» Description of the task: Write out every entry below exactly as it appears. Pictures do not belong in the copy.

Dataset entries:
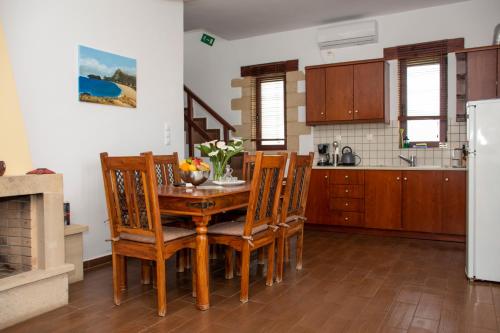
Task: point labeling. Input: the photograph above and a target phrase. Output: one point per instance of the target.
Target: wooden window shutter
(435, 52)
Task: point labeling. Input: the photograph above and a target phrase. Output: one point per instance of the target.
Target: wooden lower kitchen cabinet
(422, 201)
(317, 209)
(416, 203)
(347, 198)
(454, 202)
(383, 199)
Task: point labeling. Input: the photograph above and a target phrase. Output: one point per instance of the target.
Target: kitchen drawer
(348, 177)
(348, 191)
(347, 204)
(348, 218)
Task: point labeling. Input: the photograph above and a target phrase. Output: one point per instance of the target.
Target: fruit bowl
(195, 177)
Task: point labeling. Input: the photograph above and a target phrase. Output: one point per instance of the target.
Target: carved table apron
(201, 203)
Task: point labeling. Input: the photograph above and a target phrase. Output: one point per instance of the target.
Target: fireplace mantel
(45, 287)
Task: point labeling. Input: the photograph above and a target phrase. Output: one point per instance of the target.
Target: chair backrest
(132, 195)
(167, 169)
(265, 191)
(297, 185)
(248, 166)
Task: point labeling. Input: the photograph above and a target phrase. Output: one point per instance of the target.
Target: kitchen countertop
(405, 168)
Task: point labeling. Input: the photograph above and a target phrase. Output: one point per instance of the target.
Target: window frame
(443, 97)
(258, 139)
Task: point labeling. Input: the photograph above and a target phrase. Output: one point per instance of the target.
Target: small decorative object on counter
(220, 153)
(406, 142)
(465, 154)
(496, 35)
(67, 213)
(40, 171)
(349, 157)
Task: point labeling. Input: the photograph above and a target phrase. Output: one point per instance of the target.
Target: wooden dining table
(201, 203)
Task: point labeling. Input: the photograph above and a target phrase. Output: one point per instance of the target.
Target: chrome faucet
(412, 160)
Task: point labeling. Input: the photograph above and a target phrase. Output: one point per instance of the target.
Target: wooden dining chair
(292, 215)
(135, 224)
(167, 173)
(167, 169)
(259, 228)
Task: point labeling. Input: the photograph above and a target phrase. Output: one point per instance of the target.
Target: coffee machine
(324, 156)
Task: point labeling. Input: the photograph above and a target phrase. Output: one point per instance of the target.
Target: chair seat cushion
(169, 234)
(293, 218)
(233, 228)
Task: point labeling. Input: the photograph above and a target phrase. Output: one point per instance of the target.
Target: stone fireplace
(15, 235)
(33, 274)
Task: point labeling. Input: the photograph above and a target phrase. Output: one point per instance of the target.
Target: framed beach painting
(106, 78)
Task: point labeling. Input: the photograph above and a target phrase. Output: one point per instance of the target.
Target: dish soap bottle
(406, 142)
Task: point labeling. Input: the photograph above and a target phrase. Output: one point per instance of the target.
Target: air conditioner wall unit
(350, 34)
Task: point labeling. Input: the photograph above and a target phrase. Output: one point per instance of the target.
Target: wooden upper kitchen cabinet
(422, 201)
(383, 199)
(454, 202)
(478, 73)
(315, 95)
(369, 97)
(317, 209)
(339, 93)
(351, 92)
(482, 74)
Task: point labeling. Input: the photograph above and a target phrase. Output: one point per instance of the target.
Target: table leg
(202, 283)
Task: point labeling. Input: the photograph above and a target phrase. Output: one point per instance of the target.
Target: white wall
(66, 135)
(474, 20)
(208, 71)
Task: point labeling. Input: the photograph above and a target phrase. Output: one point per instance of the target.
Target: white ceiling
(235, 19)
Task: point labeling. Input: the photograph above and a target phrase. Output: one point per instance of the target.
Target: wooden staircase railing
(192, 125)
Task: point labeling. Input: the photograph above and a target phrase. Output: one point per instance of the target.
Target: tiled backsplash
(378, 144)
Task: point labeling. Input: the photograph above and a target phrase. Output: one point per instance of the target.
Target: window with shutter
(271, 117)
(268, 103)
(423, 89)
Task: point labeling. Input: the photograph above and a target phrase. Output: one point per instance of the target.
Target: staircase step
(202, 122)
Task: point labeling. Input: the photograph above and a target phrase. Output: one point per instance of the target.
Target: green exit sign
(207, 39)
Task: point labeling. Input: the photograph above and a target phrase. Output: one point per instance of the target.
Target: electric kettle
(348, 157)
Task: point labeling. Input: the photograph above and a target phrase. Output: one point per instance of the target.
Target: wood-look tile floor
(350, 283)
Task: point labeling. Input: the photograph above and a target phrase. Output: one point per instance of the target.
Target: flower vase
(219, 168)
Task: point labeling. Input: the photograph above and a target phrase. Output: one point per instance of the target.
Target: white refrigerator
(483, 190)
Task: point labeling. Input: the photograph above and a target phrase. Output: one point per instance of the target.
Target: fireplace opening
(15, 235)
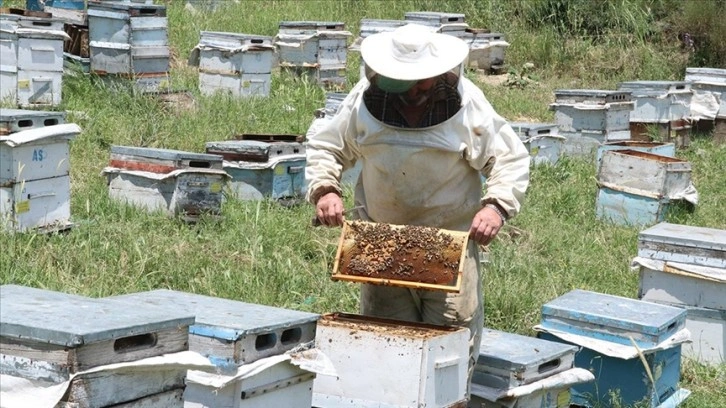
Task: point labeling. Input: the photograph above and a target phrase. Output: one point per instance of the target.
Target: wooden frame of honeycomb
(401, 255)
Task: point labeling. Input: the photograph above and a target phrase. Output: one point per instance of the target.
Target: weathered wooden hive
(590, 117)
(685, 266)
(660, 148)
(32, 49)
(263, 166)
(637, 188)
(240, 64)
(712, 81)
(318, 49)
(179, 183)
(232, 334)
(400, 255)
(663, 105)
(35, 184)
(612, 332)
(53, 337)
(390, 363)
(521, 371)
(542, 141)
(129, 40)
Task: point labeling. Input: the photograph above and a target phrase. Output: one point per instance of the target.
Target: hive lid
(71, 321)
(401, 255)
(511, 351)
(220, 318)
(685, 235)
(164, 154)
(584, 309)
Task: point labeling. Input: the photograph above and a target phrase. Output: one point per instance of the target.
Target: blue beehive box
(263, 166)
(621, 321)
(51, 336)
(231, 332)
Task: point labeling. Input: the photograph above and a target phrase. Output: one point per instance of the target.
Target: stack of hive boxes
(632, 347)
(110, 353)
(713, 81)
(263, 166)
(31, 58)
(246, 342)
(318, 49)
(542, 141)
(520, 371)
(390, 363)
(590, 117)
(240, 64)
(638, 188)
(685, 266)
(130, 40)
(178, 183)
(35, 185)
(665, 105)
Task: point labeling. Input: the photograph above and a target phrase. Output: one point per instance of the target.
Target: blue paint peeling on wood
(612, 318)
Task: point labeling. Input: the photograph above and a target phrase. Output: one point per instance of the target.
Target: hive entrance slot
(133, 343)
(548, 366)
(291, 336)
(199, 164)
(265, 341)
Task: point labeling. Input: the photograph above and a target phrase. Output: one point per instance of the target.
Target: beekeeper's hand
(486, 224)
(329, 210)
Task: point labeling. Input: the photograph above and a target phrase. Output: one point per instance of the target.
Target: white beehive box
(542, 141)
(389, 363)
(237, 63)
(50, 336)
(486, 50)
(645, 174)
(128, 38)
(175, 182)
(596, 111)
(659, 101)
(8, 61)
(684, 244)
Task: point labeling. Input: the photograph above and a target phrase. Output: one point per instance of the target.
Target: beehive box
(401, 255)
(39, 61)
(486, 50)
(233, 333)
(434, 18)
(684, 244)
(508, 360)
(9, 56)
(127, 38)
(658, 101)
(382, 362)
(621, 207)
(176, 182)
(605, 112)
(645, 173)
(621, 321)
(667, 149)
(51, 335)
(612, 318)
(238, 63)
(263, 169)
(69, 11)
(541, 140)
(15, 120)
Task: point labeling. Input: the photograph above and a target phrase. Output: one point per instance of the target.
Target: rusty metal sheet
(401, 255)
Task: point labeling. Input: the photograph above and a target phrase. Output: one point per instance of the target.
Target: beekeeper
(424, 135)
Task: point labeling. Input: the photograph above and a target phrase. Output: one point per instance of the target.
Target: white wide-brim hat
(412, 52)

» Answer:
Task: point labeling. Input: the photograph above and a target phrase. Output: one point per instance of the target.
Target: wooden window shutter
(435, 52)
Task: point labeling. Input: the photograph above and a target phrase. Output: one point per instance of the target.
Target: wooden lower kitchen cabinet
(422, 201)
(317, 209)
(416, 203)
(347, 198)
(454, 202)
(383, 199)
Task: point labeling. Input: the photograph above and a target phrase. Output: one point per instance of the target.
Target: kitchen drawer
(348, 177)
(348, 191)
(347, 204)
(348, 218)
Task: point labeling. Input: the photograph above and a target phrase. Output: one point per instance of the target.
Target: fruit bowl
(195, 177)
Task: point labeling. Input: the photograph above and a target phrase. Output: one point per instance of the target.
Target: carved table apron
(201, 203)
Task: point labeling. Input: the photograph above and a target phrase. Output: one point per instance of the target.
Target: fireplace mantel
(45, 287)
Task: point labeling. Input: the photograph above and a target phrase. Output: one point per instance of the target.
Target: chair backrest
(132, 195)
(167, 169)
(265, 191)
(297, 185)
(248, 166)
Task: point labeling. Input: the photograph above and a target phrase. Output: one point per instance of the target.
Target: kitchen countertop
(405, 168)
Task: point labeling. Input: the photograph above and a target phrase. Output: one point per instance of the target.
Target: window frame
(443, 97)
(258, 139)
Task: point labeling. Input: the photograph above and a target phrase. Output: one point per instance of the target.
Target: small decorative object on counter
(220, 153)
(406, 142)
(465, 154)
(496, 35)
(67, 213)
(40, 171)
(349, 157)
Task: point labeling. Input: the photograph above and a target phrase. Output: one point per instance of the target.
Target: wooden dining table
(201, 203)
Task: point labeling. Input: the photograph above and a target phrase. Output: one point per instance of the target.
Target: chrome faucet
(412, 160)
Task: point labeling. Input: the photograph above and a target phrase. Output: one point per instance of the target.
Target: wooden dining chair
(292, 215)
(135, 224)
(167, 173)
(167, 169)
(259, 228)
Task: point labeling. Input: the photograph above and a target phrase. Output: one point per instance of the target.
Target: coffee machine
(324, 156)
Task: point labeling. Input: the photograph above and a target phrase. Output: one point per instance of the target.
Target: chair seat cushion
(169, 234)
(293, 218)
(233, 228)
Task: point labeling. Input: the photograph above and a target phrase. Output: one point per instance of the target.
Target: stone fireplace
(15, 235)
(33, 274)
Task: point labeling. Input: the photograph above and a target phrase. Output: one point per instance of the target.
Target: framed beach painting
(106, 78)
Task: point labeling. Input: the photograph above and a target phrase. Output: one point per instance of the target.
Target: dish soap bottle
(406, 142)
Task: point labeling. Input: the photograph above and a target phrase. Output: one point per instance of the target.
Target: air conditioner wall unit
(350, 34)
Task: point labeling. Input: the photograph above and a target phrase. Output: one point per instance of the target.
Target: wooden upper kitchen cabinet
(422, 201)
(383, 199)
(454, 202)
(478, 73)
(315, 95)
(369, 97)
(317, 209)
(339, 93)
(351, 92)
(482, 74)
Task: point labeling. Input: the photograph above and a target phrase. Output: one point per instance of the target.
Target: table leg
(202, 283)
Task: point labeling. Input: the photograph above and a target phrase. Output: one point per instance of the target.
Target: white wall
(66, 135)
(474, 20)
(208, 71)
Task: point labeling. Input: the photograph above and a target phrase. Output: one point per instance of the target.
Target: white ceiling
(235, 19)
Task: point labeling. Input: the photograph above and a target phrase. Output: one point per instance of the target.
Target: wooden staircase railing
(192, 125)
Task: point labeling. Input: the photograph above and a target phrase. Output: one point per instance of the target.
Target: tiled backsplash
(378, 144)
Task: point labeling. Input: the photograph above and a target phrase. Output: one point per instance of the target.
Target: window with shutter
(271, 117)
(268, 103)
(423, 89)
Task: point labeling. Input: the photograph above and a target phrase. Output: one point per instance of the target.
Target: staircase step
(202, 122)
Task: point labeling. Input: the photograph above and a target phrase. Output: one point per instance of the target.
Target: green exit sign
(207, 39)
Task: point labeling. Input: the photograph above and a target phrase. Output: one point per instance of the target.
Target: electric kettle
(348, 157)
Task: point labeling. Input: the photograph above and a target phrase. Output: one point per instance of the target.
Target: wood-look tile floor
(350, 283)
Task: point labeling. Input: the photograph above and a target phrase. Output: one point per instance of the target.
Target: flower vase
(219, 168)
Task: point labeling. Input: the photograph above and a target phrase. Output: one point per instance of the target.
Target: white refrigerator
(483, 190)
Task: point labeling. Input: the photograph above and a target phrase. Output: one point per instance of the target.
Target: fireplace opening
(15, 235)
Task: point labeling. Input: the photograph above and a target phrase. Output: one point per instance of the target.
Target: wooden frame of honeycomb
(401, 255)
Task: point labeling. Input: the photograph above and a target phrase. Output: one point per instance of the target.
Target: weathered wooden hive
(590, 117)
(685, 266)
(660, 148)
(32, 49)
(263, 166)
(637, 188)
(240, 64)
(712, 81)
(318, 49)
(179, 183)
(232, 334)
(400, 255)
(663, 105)
(35, 184)
(612, 332)
(53, 337)
(390, 363)
(521, 371)
(542, 141)
(129, 40)
Task: point labeling. Input: the photograph above and a target phrase. Output: one point per instance of the target.
Target: hive lid
(71, 321)
(401, 255)
(511, 351)
(220, 318)
(685, 235)
(164, 154)
(584, 309)
Task: point labeling. Input: the photograph above and a target phrase. Output: one point per instance of the target.
Target: blue beehive box
(263, 166)
(621, 321)
(51, 336)
(231, 332)
Task: point labeling. Input: the photograph above and a target phrase. Output: one point per instance of the target.
Target: stack of hive boxes
(632, 347)
(110, 353)
(713, 81)
(263, 166)
(31, 58)
(246, 342)
(318, 49)
(542, 141)
(520, 371)
(390, 363)
(590, 117)
(240, 64)
(638, 188)
(685, 266)
(130, 40)
(178, 183)
(35, 185)
(665, 105)
Task: point labeling. Input: the photograph above and a target phrase. Output: one point per instance of the target.
Target: blue paint peeling on wood
(612, 318)
Task: point labeling. Input: the photograph above and a target phrase. Output: one point per instance of the target.
Target: hive entrance slot
(133, 343)
(548, 366)
(291, 336)
(199, 164)
(265, 341)
Task: point labeling. Input: the photograph above and a target phrase. Output: one point per instance of the target.
Target: beekeeper's hand
(486, 224)
(329, 210)
Task: point labeling. Input: the photograph above and a target phrase. Output: one point per instance of the target.
Target: white beehive box
(542, 141)
(389, 363)
(237, 63)
(50, 336)
(486, 50)
(645, 174)
(128, 38)
(175, 182)
(596, 111)
(659, 101)
(8, 61)
(684, 244)
Task: point labeling. Input: the photograph above and a target phrase. Output: one point per instance of the target.
Target: beehive box
(401, 255)
(39, 61)
(486, 50)
(233, 333)
(434, 18)
(684, 244)
(508, 360)
(9, 56)
(127, 38)
(658, 101)
(382, 362)
(621, 207)
(176, 182)
(605, 112)
(645, 173)
(621, 321)
(667, 149)
(51, 335)
(612, 318)
(238, 63)
(263, 169)
(69, 11)
(541, 140)
(15, 120)
Task: point labeling. Input: the photograph above and a target phrase. Output: one point per instance of the target.
Target: rusty metal sheet
(401, 255)
Task: point labeling. Input: the photograph above and a target phrase. Output: one point per instance of the target.
Target: beekeeper
(424, 135)
Task: point labeling. Input: the photograph above and a target phrase. Output: one point per instance of the target.
Target: white wide-brim hat
(412, 52)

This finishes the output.